Records provided
'''

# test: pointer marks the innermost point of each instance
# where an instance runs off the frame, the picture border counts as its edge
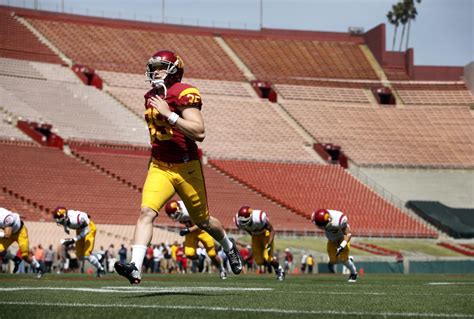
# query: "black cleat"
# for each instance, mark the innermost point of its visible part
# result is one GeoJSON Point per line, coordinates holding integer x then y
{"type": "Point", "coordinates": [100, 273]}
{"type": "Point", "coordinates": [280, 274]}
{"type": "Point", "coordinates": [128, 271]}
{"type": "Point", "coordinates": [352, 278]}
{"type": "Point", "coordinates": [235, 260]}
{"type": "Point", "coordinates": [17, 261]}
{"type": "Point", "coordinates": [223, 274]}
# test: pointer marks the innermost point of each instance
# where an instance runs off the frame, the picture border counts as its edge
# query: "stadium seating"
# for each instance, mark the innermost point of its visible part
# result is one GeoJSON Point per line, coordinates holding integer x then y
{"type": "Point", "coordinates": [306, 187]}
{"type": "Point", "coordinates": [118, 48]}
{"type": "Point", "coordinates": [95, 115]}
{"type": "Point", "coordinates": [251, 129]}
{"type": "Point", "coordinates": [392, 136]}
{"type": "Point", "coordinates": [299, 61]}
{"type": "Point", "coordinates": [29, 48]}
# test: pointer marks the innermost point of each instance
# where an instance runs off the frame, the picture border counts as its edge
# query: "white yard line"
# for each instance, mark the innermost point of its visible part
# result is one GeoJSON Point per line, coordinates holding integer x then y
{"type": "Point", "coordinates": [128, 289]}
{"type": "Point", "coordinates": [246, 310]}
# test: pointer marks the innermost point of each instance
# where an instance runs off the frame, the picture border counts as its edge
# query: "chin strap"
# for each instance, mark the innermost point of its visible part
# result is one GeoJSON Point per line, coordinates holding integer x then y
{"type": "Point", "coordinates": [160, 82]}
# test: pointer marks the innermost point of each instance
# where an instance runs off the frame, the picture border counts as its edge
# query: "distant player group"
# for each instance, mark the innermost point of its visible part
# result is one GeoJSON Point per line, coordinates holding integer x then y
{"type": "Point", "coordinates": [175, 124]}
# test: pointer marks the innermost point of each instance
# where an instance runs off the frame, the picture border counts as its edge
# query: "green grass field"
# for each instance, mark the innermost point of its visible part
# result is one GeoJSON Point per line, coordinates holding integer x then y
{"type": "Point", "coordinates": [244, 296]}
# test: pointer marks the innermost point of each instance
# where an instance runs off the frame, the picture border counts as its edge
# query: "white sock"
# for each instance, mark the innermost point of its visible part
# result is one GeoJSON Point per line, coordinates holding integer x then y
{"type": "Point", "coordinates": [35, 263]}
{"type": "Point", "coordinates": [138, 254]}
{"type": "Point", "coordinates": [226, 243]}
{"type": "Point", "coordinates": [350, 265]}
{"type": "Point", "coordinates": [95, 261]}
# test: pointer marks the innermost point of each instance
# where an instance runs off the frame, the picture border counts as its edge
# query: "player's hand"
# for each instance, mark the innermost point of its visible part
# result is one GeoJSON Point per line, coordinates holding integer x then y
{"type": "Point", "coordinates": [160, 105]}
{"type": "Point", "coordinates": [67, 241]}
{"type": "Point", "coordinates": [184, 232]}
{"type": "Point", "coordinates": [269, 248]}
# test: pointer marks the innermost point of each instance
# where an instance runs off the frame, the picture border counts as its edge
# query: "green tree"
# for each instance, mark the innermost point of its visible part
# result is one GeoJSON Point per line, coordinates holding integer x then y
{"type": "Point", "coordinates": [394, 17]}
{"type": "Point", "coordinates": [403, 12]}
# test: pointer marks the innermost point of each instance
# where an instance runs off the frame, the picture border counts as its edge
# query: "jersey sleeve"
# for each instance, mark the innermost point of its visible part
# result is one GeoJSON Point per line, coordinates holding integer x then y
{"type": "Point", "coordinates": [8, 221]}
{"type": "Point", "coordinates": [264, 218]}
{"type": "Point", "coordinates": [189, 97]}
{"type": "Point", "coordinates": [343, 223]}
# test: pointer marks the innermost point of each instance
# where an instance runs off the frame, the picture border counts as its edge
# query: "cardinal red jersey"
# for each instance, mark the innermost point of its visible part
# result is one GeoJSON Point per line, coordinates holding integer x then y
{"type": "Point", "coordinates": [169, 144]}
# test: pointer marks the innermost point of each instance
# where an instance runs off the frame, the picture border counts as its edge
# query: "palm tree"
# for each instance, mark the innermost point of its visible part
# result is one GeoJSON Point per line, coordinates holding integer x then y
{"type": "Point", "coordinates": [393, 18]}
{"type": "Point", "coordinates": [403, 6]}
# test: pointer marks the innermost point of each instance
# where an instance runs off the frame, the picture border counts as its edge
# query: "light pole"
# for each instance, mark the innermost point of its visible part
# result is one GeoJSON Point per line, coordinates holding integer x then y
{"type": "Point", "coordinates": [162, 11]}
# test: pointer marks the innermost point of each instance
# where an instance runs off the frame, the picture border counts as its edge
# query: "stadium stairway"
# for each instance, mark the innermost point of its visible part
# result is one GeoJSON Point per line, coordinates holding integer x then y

'''

Given exercise
Print all of the entries word for word. Skip any images they contain.

Written answer
# test: pointer marks the innermost point of each instance
# where an instance runs off the frame, the picture border counts as its edge
# query: "black cleat"
# for each instance, mark the innermost point of its visible part
# result is one GeoJSON Point per line, coordinates holding integer x then y
{"type": "Point", "coordinates": [100, 273]}
{"type": "Point", "coordinates": [280, 274]}
{"type": "Point", "coordinates": [128, 271]}
{"type": "Point", "coordinates": [352, 278]}
{"type": "Point", "coordinates": [235, 260]}
{"type": "Point", "coordinates": [17, 261]}
{"type": "Point", "coordinates": [223, 274]}
# test: pointer marks the innermost point of each instance
# where an instance runs off the frame, the picture border counts as its edge
# query: "stadium seating"
# for each instance, mark the innermost point of its visible part
# result is one GeoJSON Point per line, coordinates holding integer x then y
{"type": "Point", "coordinates": [306, 187]}
{"type": "Point", "coordinates": [118, 48]}
{"type": "Point", "coordinates": [95, 115]}
{"type": "Point", "coordinates": [251, 129]}
{"type": "Point", "coordinates": [392, 136]}
{"type": "Point", "coordinates": [299, 61]}
{"type": "Point", "coordinates": [29, 48]}
# test: pointer marks the innermost point of each instance
# where an instance runs off the frame, the picture border counts as its edge
# query: "white yard line"
# for each instance, mark the innermost point of its visible part
# result is one GeoJSON Point per line, coordinates holding integer x then y
{"type": "Point", "coordinates": [128, 289]}
{"type": "Point", "coordinates": [246, 310]}
# test: pointer marks the innermost point of each instance
# where an instance runs off the frame, the picture border counts as its edge
# query: "chin strap"
# for each instance, mark the innermost point of its visible part
# result is one GeoJSON Point per line, coordinates holding integer x then y
{"type": "Point", "coordinates": [160, 82]}
# test: pointer marks the innermost point of each instance
# where an instance runs off the frame, the picture border counts as its edge
# query: "distant player group"
# for each instance, mark the innermost point of its visible part
# result is one GeoJSON Point per line, coordinates holding integer x then y
{"type": "Point", "coordinates": [175, 124]}
# test: pointer marks the innermost point of each instance
# where an instance runs off the frame, the picture border counts as its edge
# query: "green grass field"
# for each instance, mark the innermost point of its visible part
# result is one GeoJSON Point per line, coordinates holding integer x then y
{"type": "Point", "coordinates": [244, 296]}
# test: pointer marks the innermost point of each instance
# where an instance runs off the frame, the picture border counts as its edge
# query: "white sock"
# for each instance, mark the innermost point of its visible part
# result is one GeoJSON Point per line, coordinates holding integer x then y
{"type": "Point", "coordinates": [35, 263]}
{"type": "Point", "coordinates": [138, 254]}
{"type": "Point", "coordinates": [226, 243]}
{"type": "Point", "coordinates": [350, 265]}
{"type": "Point", "coordinates": [95, 261]}
# test: pointer marks the innermost point of each instance
# where an instance runs off the frame, the picture border counts as its edge
# query: "player's hand"
# for each instance, mark the innermost point of its visible part
# result is one GeoJSON Point per line, coordinates holding integer x then y
{"type": "Point", "coordinates": [160, 105]}
{"type": "Point", "coordinates": [67, 241]}
{"type": "Point", "coordinates": [184, 232]}
{"type": "Point", "coordinates": [269, 248]}
# test: pointer marks the innermost point of each instance
# where an instance runs off the frame, the picture border counts as its edge
# query: "green tree"
# for each instance, mark the innermost point of its visible part
# result is one GeoJSON Point per line, coordinates holding integer x then y
{"type": "Point", "coordinates": [394, 17]}
{"type": "Point", "coordinates": [403, 12]}
# test: pointer marks the innermost point of each instance
# where an instance runs off the frame, the picture border counts as its edge
# query: "jersey sleeve"
# for each instance, mark the innermost point of its visible part
# result is one GeoJSON Point per line, coordinates holding integer x then y
{"type": "Point", "coordinates": [8, 221]}
{"type": "Point", "coordinates": [264, 218]}
{"type": "Point", "coordinates": [189, 97]}
{"type": "Point", "coordinates": [343, 223]}
# test: pointer marks the innermost point of each instance
# where an instance runs off the frame, the picture border counts as its edge
# query: "cardinal red jersey"
# for each instance, mark the innermost point of its visible part
# result is one GeoJSON Point per line, coordinates holding integer x then y
{"type": "Point", "coordinates": [169, 144]}
# test: pointer marks the innermost point of each instance
# where an instance runs off the frame, the picture border counts as its edge
# query: "palm tree"
# for each instance, mark the innermost point of its visible part
# result is one GeoJSON Point per line, coordinates holding integer x then y
{"type": "Point", "coordinates": [393, 18]}
{"type": "Point", "coordinates": [403, 6]}
# test: pointer marks the innermost point of each instance
# where an instance runs off the frame, the picture border counts as its edge
# query: "light pole"
# for each instance, mark the innermost point of its visible part
# result is one GeoJSON Point per line, coordinates holding integer x then y
{"type": "Point", "coordinates": [162, 11]}
# test: pointer marks the innermost point of each instance
# where an instance runs off the frame, the picture border counts as its edge
# query: "stadium stairway"
# for each instance, mark the innermost point of its visible part
# result is one GeoJSON Point per line, coordinates holding integer x then y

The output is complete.